==== Document
OPINION
CHARLES W. SEYMORE, Justice.
Appellant, Myrex Industries, Inc., appeals a judgment in favor of appellee, David Ortolon, on his quantum meruit claim to recover commissions allegedly earned while employed by Myrex. Myrex contends that Ortolon (1) is precluded from presenting a quantum meruit claim; (2) failed to prove all elements of his claim; (3) used an incorrect measure of damages; and (4) the damages awarded are excessive. We reverse and render.
I. BACKGROUND
Myrex is a steel fabricator for various industries. Myrex hired Ortolon as an estimator in November 1998. Ortolon’s duties included selling projects by estimating the costs involved and preparing bid proposals for customers. He also had duties after he sold a project including managing the project, interacting with the customer, writing purchase orders, and addressing change orders. Ortolon was paid a salary, plus commissions under Myrex’s “incentive bonus plan.” Under this plan, an estimator is paid a commission of five percent of the net profit on the projects he sells. However, an estimator is not paid the commission until a project closes. A project closes when Myrex collects final payment from the customer and makes adjustments for job costs. Further, if an estimator’s projects that close within a quarter maintain a certain profit margin, he is paid an additional five percent.
Ortolon resigned from Myrex in March 2001. At that time, he had been paid commissions for his projects that had closed. However, there were certain projects he had sold that had not yet closed. Despite his demand, Myrex refused to pay him commissions on these projects. My-rex asserted it does not pay commissions on projects that close after an estimator leaves the company.
Ortolon sued Myrex for breach of contract and, alternatively, quantum meruit. The jury found in Myrex’s favor on the breach of contract claim because it found no agreement that Myrex would pay Orto-lon commissions for projects that closed after his resignation.
However, the jury returned a verdict for Ortolon on his quantum meruit claim and awarded him $64,631.93. The trial court entered judgment for Ortolon in the amount of $64,631.93 plus prejudgment interest, court costs, and postjudgment interest. This appeal followed.
II. Analysis
Myrex presents three issues for review. In subpart (c) of its first issue, Myrex contends Ortolon is not entitled to recover in quantum meruit because he failed to prove all elements of a quantum meruit claim. We will address this contention first because it is dispositive of this appeal.
Quantum meruit is an equitable remedy based upon an implied promise to pay for benefits received.
Heldenfels Bros., Inc. v. City of Corpus Christi,
832 S.W.2d 39, 41 (Tex.1992). To recover in quantum meruit, a claimant must prove (1) valuable services were rendered or materials furnished; (2) for the person sought to be charged; (3) which services and materials were accepted by the person sought to be charged; (4) under such circumstances as reasonably notified the person sought to be charged that the plaintiff in performing such services was expecting to be paid by the person sought to be charged.
Id.
Myrex contends Ortolon’s work on the disputed projects was
not
accepted by Myrex under such circumstances that reasonably notified Myrex that Ortolon was expecting to be paid commissions. Specifically, Myrex attacks the legal and factual sufficiency of the evidence supporting the jury’s “yes” answer to the following question:
Question 11
Did Ortolon perform compensable work for Myrex for which Ortolon was not paid?
========
==== Information shown
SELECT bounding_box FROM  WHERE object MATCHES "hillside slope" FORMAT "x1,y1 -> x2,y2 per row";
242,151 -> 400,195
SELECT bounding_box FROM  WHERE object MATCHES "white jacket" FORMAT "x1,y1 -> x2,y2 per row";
========
==== Information shown
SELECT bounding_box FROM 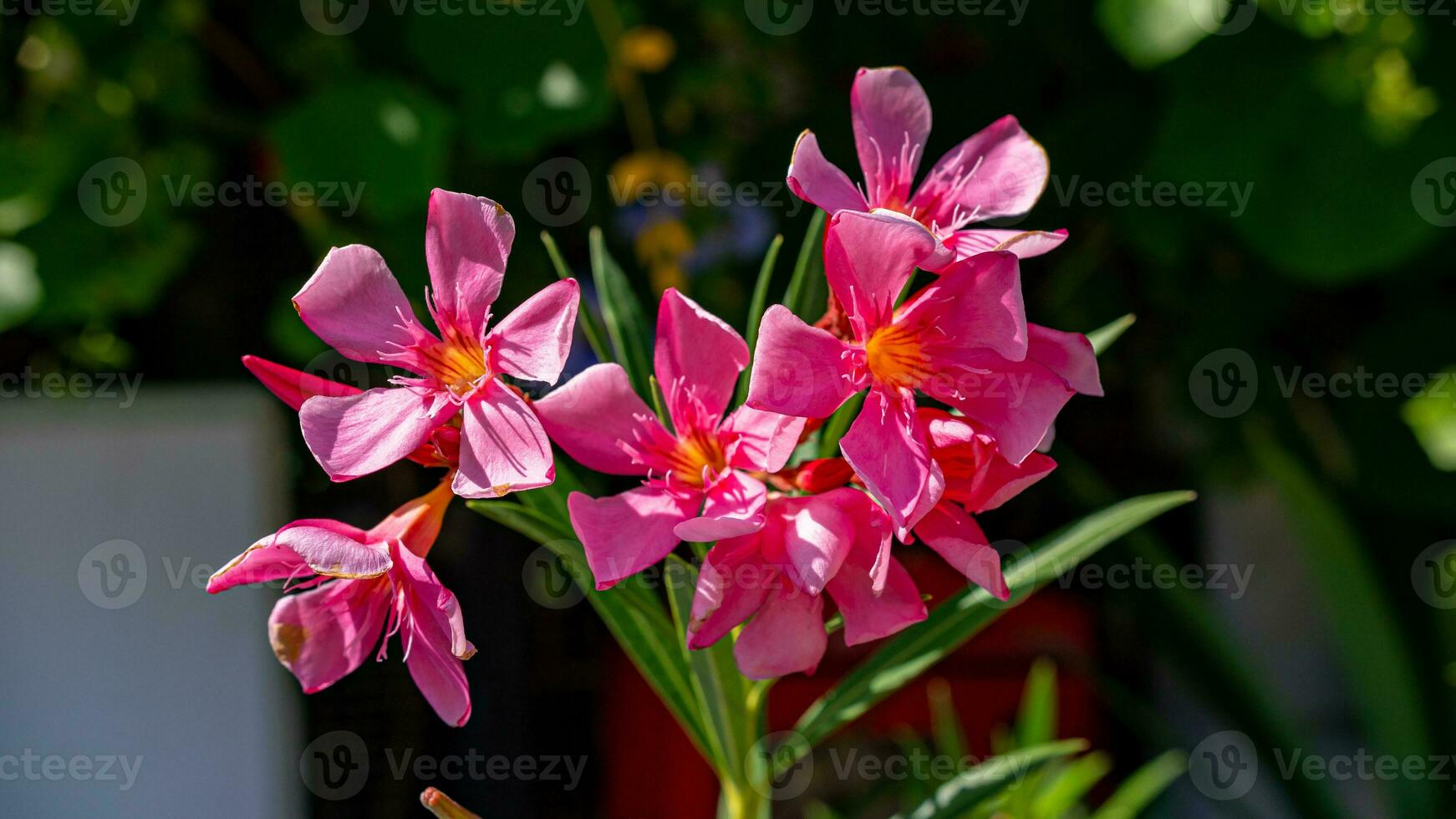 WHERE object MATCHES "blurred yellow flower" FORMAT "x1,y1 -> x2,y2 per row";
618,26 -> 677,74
========
» **Required tasks**
A: Decide whether each statement agrees with the court opinion on Ortolon's commission claim: (i) Myrex hired Ortolon as an estimator in November 1998; (ii) the jury ruled for Ortolon on his breach of contract claim; (iii) under the incentive bonus plan, an estimator receives his commission before the project closes. For each, answer yes or no and quote the deciding words of the opinion.
B: Carry on the court opinion on Ortolon's commission claim from the point where it stops.

» **Results in order**
A:
(i) Yes: "Myrex hired Ortolon as an estimator in November 1998."
(ii) No: "The jury found in Myrex’s favor on the breach of contract claim"
(iii) No: "an estimator is not paid the commission until a project closes."

B:
You are instructed when answering this question that — •
One
party performs compensable work if valuable services are rendered or materials furnished for another party who knowingly accepts and uses them and if the party accepting them should know that the performing party expects to be paid for the work.
When a party challenges the legal sufficiency of the evidence supporting an adverse finding on an issue on which it does not have the burden of proof, that party must demonstrate on appeal that there is no evidence to support the adverse finding.
Price Pfister, Inc. v. Moore & Kimmey, Inc.,
48 S.W.3d 341, 347 (Tex.App.-Houston [14th Dist.] 2001, pet. denied) (citing
Croucher v. Croucher,
660 S.W.2d 55, 58 (Tex.1983)). We consider all the evidence in the light most favorable to the jury’s verdict, indulging every reasonable inference in favor of the prevailing party.
Id.
(citing
Associated Indem. Corp. v. CAT Contracting, Inc.,
964 S.W.2d 276, 285-86 (Tex.1998)). We will sustain a legal insufficiency point when (a) there is a complete absence of evidence of a vital fact; (b) the court is barred by rules of law or of evidence from giving weight to the only evidence offered to prove a vital fact; (c) the evidence offered to prove a vital fact is no more than a mere scintilla; or (d) the evidence conclusively establishes
the opposite of a vital fact.
Id.
(citing
Merrell Dow Pharms., Inc. v. Havner,
953 S.W.2d 706, 711 (Tex.1997)).
When Ortolon tendered his resignation, he told his supervisor, Kelli Boze, he expected to be paid commissions for his projects that had not yet closed. Ortolon later sent a letter to Jim Moffa, Myrex’s president, demanding payment for these projects. Ortolon concedes these demands are the only evidence that Myrex knew Ortolon expected to be paid commissions for the disputed projects. However, demands at the time of, and after, his resignation do not satisfy the “notice” element of quantum meruit.
The “notice” element focuses on what the recipient of the services knew or should have known at the time the services were accepted. The claimant must prove the services
“were accepted
by the person sought to be charged ...
under such circumstances as reasonably notified
the person ... that the plaintiff in performing such services was expecting to be paid.”
Heldenfels,
832 S.W.2d at 41 (emphasis added).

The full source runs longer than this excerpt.